**Exercise description:** Pull out every line below that contains the string "tree", matching case exactly.

___ Given records ___

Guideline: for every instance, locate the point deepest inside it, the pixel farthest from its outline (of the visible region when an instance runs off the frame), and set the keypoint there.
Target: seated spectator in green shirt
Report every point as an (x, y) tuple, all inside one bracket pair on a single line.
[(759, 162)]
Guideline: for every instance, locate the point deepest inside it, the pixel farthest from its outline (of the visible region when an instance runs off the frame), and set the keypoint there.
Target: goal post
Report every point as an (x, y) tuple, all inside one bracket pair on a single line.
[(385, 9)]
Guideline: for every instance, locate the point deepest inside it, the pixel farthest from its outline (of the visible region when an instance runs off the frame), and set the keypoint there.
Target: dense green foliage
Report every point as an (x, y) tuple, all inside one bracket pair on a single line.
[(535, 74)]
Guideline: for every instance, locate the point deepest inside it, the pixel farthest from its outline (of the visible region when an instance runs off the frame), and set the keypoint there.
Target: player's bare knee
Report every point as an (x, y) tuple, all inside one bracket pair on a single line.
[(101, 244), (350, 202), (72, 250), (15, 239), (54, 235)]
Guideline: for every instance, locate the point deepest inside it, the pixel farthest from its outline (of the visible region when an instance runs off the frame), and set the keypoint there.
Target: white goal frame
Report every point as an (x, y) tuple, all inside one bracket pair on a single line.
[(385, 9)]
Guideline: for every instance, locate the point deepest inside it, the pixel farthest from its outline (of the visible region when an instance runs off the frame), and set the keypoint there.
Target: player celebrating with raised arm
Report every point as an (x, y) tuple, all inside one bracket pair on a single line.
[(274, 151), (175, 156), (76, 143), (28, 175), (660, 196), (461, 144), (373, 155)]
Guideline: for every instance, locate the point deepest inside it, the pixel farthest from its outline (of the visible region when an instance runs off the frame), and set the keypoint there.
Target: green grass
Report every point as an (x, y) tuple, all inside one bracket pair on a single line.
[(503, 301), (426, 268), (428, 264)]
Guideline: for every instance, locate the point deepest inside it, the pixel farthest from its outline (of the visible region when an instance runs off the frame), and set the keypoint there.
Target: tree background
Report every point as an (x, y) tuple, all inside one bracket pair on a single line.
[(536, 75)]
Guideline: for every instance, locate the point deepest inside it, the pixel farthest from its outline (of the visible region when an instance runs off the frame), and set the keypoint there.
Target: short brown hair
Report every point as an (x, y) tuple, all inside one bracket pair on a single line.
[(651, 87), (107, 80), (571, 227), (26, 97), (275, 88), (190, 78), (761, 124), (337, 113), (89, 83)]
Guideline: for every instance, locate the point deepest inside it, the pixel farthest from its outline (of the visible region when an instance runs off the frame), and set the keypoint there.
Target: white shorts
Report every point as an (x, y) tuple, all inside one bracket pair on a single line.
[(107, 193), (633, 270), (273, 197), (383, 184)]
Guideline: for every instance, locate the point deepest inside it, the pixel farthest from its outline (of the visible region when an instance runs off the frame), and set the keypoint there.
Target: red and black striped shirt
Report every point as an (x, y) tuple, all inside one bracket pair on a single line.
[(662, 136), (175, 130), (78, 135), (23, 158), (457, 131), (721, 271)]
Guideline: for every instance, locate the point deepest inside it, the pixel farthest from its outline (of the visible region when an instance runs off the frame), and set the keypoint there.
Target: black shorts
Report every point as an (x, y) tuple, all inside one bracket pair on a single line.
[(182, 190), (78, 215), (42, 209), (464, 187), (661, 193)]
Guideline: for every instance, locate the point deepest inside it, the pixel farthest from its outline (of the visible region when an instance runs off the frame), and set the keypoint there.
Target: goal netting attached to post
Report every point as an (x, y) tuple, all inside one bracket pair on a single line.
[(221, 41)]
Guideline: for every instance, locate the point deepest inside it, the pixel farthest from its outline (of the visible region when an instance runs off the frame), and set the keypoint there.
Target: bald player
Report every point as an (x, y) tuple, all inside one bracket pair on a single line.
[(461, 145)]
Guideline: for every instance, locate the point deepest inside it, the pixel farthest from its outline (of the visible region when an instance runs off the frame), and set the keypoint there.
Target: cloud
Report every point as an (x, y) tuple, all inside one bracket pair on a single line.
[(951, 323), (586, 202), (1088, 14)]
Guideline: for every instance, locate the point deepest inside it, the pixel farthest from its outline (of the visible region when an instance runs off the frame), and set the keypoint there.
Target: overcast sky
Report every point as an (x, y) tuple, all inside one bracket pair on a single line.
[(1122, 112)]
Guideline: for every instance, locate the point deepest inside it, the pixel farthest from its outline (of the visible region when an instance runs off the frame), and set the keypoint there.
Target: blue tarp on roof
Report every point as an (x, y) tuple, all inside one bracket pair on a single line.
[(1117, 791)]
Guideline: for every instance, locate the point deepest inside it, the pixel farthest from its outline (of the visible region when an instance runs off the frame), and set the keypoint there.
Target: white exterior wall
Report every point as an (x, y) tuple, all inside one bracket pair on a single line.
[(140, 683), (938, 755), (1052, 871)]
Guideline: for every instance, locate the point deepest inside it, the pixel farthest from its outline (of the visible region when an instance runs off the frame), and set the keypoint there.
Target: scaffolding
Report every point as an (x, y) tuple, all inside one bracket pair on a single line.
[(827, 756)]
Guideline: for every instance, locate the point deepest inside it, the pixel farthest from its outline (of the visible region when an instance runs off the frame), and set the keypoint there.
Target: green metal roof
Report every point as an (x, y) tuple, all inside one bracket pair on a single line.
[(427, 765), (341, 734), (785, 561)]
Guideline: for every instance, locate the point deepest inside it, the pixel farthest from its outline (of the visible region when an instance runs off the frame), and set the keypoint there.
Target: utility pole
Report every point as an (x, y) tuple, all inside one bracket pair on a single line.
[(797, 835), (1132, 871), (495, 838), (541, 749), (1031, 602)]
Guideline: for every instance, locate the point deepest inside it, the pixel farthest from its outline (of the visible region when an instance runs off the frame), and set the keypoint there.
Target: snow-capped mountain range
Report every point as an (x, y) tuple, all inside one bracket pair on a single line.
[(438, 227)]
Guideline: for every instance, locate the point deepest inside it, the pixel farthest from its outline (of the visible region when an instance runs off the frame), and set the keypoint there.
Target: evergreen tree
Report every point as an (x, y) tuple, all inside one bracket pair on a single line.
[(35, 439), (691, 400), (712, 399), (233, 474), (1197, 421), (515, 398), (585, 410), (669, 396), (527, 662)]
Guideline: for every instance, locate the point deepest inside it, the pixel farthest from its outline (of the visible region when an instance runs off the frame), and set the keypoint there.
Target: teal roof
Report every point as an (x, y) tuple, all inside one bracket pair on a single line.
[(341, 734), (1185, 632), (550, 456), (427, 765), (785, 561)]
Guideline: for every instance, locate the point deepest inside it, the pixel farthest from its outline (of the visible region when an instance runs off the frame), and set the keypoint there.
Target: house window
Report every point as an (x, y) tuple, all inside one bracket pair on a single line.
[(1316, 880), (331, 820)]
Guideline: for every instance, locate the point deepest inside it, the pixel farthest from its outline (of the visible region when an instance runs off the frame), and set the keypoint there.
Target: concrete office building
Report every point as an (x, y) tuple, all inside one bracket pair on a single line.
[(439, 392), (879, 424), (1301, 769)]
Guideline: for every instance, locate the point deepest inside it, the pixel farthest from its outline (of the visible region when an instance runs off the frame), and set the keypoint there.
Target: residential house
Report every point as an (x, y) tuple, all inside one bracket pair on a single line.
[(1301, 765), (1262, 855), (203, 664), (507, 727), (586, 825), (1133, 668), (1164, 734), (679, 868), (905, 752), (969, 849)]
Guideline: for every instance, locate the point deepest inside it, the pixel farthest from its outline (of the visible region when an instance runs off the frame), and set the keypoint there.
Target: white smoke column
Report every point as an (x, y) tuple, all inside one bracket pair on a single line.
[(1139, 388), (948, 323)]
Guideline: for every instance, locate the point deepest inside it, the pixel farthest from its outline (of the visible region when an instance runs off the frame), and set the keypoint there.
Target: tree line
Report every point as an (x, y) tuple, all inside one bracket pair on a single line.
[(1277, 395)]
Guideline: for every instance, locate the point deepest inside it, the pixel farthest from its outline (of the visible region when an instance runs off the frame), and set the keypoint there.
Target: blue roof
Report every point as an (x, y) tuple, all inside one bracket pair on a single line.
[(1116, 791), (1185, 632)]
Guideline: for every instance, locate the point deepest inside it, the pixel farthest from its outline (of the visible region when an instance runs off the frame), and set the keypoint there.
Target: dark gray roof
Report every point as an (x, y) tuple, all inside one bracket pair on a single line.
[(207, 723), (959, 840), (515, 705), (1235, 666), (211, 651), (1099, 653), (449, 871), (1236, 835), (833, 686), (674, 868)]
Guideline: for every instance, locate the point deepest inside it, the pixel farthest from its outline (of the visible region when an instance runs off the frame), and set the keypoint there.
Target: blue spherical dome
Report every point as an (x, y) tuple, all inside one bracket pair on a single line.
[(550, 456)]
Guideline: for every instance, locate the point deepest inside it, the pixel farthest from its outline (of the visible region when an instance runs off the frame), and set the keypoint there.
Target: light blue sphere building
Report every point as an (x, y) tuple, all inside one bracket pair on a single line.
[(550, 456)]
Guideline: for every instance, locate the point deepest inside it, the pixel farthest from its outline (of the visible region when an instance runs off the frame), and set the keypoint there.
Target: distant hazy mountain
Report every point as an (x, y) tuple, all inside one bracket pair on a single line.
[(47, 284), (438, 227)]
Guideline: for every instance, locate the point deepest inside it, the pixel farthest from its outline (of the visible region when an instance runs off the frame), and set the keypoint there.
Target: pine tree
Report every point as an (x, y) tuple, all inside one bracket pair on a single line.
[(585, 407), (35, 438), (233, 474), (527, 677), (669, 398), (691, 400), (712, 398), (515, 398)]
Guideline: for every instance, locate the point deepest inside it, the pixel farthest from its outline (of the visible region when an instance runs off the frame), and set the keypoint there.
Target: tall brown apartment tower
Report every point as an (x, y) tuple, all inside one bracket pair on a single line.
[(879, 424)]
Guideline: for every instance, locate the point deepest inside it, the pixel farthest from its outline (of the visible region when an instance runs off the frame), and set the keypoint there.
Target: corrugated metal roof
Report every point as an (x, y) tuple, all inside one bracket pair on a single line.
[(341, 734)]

___

**Output for this task:**
Target: tree background
Target: evergreen tree
Target: tree line
Target: pine tree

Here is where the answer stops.